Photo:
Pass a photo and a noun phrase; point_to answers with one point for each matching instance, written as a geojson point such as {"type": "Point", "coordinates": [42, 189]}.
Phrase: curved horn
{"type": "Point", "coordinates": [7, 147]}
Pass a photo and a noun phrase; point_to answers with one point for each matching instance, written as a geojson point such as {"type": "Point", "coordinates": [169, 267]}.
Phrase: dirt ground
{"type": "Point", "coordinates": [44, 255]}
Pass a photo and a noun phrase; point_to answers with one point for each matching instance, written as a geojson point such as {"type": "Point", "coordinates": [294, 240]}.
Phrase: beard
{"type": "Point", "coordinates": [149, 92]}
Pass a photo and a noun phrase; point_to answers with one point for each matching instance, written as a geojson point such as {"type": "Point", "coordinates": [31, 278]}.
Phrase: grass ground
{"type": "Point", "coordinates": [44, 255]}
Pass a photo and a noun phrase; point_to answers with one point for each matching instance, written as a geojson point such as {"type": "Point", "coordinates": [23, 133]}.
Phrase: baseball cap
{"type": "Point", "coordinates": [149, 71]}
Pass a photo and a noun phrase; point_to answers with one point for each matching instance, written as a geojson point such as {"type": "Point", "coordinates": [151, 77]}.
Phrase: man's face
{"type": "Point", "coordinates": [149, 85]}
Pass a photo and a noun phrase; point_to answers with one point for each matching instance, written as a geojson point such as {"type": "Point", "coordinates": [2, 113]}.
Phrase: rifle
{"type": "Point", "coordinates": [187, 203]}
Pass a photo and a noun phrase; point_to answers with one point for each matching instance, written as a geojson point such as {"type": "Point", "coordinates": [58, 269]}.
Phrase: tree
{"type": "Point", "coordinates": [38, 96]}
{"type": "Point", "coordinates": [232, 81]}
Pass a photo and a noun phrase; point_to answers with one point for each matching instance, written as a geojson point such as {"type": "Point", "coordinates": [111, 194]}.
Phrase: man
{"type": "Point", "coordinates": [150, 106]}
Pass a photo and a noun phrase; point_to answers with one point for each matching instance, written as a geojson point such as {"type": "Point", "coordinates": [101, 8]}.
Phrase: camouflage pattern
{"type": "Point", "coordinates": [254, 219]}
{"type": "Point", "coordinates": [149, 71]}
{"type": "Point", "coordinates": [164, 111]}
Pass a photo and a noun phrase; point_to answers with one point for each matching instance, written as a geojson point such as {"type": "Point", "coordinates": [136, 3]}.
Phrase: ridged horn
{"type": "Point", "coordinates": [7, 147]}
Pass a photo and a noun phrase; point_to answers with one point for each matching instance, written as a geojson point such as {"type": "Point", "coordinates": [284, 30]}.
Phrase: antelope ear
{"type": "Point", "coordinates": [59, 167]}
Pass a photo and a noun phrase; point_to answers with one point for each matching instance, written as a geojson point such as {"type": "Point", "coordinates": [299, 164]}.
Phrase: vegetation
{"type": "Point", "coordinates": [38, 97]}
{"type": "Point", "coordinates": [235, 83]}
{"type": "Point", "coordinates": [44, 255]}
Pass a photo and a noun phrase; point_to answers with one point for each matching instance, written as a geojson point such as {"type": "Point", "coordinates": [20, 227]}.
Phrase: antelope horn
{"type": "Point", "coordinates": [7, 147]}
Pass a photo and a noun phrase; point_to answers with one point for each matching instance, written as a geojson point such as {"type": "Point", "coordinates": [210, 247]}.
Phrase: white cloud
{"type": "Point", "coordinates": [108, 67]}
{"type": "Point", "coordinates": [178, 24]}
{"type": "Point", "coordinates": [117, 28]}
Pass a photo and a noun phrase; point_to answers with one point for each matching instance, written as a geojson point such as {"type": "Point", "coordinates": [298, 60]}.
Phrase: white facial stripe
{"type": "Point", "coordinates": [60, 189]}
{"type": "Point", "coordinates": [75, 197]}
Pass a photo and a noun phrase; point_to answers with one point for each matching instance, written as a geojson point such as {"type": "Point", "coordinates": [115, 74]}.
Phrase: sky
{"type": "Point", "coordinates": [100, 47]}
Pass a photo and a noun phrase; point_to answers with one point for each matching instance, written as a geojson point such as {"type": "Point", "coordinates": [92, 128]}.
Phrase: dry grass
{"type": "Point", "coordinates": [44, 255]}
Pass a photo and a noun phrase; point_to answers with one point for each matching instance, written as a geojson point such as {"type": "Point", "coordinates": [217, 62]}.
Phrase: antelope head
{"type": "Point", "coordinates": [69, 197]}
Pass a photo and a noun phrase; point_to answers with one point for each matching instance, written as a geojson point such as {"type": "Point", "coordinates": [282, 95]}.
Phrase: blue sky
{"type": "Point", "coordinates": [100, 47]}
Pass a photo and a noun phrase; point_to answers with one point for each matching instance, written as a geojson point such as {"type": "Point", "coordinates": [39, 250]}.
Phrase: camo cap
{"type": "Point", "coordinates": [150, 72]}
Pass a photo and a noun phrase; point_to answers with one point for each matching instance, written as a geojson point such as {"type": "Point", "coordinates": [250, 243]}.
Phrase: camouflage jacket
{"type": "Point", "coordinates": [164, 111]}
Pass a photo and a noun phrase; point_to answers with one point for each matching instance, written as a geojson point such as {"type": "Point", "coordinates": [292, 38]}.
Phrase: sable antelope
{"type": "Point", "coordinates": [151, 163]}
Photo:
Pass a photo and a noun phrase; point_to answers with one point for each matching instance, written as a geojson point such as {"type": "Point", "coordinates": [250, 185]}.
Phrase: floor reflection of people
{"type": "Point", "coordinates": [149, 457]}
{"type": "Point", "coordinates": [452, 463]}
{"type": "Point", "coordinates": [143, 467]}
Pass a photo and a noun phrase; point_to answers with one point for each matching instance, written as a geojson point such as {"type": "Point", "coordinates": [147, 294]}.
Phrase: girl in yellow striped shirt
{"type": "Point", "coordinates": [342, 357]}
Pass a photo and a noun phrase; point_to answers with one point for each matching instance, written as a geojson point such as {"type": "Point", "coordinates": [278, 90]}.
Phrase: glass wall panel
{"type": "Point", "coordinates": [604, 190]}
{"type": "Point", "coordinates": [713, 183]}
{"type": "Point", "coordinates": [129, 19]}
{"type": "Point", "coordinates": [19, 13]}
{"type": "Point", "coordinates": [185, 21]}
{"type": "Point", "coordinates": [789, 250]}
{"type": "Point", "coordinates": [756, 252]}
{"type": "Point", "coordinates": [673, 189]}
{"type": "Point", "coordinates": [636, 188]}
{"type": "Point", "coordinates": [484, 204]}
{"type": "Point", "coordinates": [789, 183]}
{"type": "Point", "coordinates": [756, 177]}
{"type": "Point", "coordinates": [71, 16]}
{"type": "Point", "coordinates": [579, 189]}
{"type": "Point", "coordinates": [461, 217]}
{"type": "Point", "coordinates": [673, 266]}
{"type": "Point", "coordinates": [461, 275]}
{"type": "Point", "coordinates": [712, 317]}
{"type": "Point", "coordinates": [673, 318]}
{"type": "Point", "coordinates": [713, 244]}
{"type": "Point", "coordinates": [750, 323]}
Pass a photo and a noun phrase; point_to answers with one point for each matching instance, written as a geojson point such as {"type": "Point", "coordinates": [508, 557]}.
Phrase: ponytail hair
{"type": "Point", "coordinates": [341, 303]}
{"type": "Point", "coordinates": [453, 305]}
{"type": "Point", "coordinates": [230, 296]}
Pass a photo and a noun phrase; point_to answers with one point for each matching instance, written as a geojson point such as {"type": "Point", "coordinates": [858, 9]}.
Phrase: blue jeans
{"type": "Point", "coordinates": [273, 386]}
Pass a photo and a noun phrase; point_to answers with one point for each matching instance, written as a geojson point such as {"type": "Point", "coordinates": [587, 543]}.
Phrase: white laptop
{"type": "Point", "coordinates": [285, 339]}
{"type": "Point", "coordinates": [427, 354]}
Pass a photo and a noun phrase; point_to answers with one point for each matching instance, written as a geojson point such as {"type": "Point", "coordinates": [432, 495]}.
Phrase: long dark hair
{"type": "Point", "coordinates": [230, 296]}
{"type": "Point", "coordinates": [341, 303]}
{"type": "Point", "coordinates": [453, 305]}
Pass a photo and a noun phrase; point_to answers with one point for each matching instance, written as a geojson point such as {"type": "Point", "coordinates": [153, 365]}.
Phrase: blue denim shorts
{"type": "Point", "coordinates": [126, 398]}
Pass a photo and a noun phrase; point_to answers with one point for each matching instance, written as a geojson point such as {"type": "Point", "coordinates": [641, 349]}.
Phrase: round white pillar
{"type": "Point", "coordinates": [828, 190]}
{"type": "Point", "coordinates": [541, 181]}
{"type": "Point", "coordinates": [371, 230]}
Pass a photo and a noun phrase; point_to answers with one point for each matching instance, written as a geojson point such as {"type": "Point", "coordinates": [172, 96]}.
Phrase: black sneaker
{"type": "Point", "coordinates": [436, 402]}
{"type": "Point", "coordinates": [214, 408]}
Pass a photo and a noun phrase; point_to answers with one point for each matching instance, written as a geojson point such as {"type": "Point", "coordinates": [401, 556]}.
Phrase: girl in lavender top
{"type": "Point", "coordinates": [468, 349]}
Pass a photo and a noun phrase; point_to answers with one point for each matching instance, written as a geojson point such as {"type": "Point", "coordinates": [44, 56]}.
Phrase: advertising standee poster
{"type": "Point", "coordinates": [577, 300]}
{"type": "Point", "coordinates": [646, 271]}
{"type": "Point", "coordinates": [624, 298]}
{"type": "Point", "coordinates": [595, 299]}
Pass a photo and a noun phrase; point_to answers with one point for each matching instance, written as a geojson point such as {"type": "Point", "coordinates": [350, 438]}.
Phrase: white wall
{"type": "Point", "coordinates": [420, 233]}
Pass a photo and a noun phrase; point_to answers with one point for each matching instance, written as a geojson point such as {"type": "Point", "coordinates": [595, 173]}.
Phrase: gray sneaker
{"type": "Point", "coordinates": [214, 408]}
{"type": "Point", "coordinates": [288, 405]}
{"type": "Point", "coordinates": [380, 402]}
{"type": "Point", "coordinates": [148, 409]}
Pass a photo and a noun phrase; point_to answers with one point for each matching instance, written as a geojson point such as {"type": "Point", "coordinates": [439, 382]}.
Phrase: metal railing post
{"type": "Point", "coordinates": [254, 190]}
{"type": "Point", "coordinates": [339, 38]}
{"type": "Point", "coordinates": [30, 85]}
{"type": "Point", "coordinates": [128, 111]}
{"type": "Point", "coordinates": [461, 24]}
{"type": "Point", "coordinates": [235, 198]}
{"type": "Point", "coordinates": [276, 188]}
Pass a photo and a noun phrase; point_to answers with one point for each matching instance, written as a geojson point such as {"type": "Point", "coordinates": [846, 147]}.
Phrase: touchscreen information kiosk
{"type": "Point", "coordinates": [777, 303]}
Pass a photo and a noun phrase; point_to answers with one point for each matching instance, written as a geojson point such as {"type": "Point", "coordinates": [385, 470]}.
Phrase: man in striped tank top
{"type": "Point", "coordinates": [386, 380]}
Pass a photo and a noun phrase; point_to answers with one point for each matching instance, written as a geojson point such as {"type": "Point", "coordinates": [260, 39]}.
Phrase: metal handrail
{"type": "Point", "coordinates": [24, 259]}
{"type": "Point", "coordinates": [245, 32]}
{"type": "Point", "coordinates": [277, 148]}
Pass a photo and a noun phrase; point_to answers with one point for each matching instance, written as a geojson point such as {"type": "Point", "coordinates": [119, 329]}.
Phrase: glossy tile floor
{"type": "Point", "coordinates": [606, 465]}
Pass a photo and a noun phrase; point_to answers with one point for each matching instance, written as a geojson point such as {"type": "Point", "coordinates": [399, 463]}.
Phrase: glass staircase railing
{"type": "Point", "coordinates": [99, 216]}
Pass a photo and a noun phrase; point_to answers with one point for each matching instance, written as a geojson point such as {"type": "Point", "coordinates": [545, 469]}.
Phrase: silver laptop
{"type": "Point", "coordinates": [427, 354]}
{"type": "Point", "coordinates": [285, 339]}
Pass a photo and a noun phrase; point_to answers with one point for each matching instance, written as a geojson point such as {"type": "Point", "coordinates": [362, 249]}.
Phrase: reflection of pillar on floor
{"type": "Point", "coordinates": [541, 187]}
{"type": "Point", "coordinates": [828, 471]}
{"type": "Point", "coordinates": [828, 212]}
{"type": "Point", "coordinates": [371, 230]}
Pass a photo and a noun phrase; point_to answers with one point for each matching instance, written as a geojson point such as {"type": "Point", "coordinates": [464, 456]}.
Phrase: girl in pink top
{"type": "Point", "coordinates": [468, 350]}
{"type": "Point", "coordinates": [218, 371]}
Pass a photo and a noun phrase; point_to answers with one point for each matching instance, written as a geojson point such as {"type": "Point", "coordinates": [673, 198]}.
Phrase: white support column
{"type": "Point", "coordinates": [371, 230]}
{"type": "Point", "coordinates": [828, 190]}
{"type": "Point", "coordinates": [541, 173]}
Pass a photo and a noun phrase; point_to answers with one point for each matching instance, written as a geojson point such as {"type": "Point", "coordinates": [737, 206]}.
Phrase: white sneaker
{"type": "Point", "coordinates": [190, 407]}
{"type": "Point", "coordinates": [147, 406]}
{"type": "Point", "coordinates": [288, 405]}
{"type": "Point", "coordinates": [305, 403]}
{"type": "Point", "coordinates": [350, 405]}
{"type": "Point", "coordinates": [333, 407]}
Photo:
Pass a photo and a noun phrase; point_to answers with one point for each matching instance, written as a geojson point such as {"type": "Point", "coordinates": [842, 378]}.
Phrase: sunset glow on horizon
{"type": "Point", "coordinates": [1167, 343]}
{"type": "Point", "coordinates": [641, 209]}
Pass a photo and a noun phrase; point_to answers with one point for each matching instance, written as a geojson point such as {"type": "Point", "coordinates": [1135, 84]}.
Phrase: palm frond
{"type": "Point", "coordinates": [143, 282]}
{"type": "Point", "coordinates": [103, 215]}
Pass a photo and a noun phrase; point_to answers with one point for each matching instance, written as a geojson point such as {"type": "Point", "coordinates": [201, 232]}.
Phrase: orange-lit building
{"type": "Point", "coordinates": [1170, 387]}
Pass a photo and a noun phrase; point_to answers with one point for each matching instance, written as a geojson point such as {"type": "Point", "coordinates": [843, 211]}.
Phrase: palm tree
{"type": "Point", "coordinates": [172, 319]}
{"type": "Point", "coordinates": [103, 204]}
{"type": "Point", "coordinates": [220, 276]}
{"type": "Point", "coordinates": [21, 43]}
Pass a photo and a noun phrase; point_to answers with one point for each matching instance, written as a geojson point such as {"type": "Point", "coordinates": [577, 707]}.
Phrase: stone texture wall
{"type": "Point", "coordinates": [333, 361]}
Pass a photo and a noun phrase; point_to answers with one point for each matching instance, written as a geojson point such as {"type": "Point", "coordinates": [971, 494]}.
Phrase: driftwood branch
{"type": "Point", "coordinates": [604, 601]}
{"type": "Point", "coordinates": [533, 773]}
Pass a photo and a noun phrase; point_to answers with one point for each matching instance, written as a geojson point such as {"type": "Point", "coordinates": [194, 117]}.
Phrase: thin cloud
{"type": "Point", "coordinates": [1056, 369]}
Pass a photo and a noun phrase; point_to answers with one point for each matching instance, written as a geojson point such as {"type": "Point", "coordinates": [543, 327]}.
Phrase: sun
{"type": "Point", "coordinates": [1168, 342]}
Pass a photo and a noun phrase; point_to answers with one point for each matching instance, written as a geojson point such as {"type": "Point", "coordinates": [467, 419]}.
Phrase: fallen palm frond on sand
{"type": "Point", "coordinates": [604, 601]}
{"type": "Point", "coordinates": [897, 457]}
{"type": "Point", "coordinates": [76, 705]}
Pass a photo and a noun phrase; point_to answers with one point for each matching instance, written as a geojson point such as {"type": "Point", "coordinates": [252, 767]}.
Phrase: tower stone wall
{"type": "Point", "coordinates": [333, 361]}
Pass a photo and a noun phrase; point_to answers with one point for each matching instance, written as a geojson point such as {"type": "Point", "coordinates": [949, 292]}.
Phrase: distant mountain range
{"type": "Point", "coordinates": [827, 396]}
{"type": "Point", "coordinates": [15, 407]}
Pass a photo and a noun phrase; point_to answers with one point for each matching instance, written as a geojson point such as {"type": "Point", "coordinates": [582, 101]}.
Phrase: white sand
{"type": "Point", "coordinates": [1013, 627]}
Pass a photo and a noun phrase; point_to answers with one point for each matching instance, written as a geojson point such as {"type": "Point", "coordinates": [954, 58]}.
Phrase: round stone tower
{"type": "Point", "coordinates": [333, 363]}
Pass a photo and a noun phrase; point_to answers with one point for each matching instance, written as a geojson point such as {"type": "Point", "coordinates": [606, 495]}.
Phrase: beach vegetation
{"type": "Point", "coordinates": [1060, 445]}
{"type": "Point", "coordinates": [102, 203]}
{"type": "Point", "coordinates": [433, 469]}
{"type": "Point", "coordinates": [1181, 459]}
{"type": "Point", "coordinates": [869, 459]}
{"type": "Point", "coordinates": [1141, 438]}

====

● Task to complete:
Return every line of the items above that contains the string "hair".

● Result of the task:
Phrase: ponytail hair
Phrase: long dark hair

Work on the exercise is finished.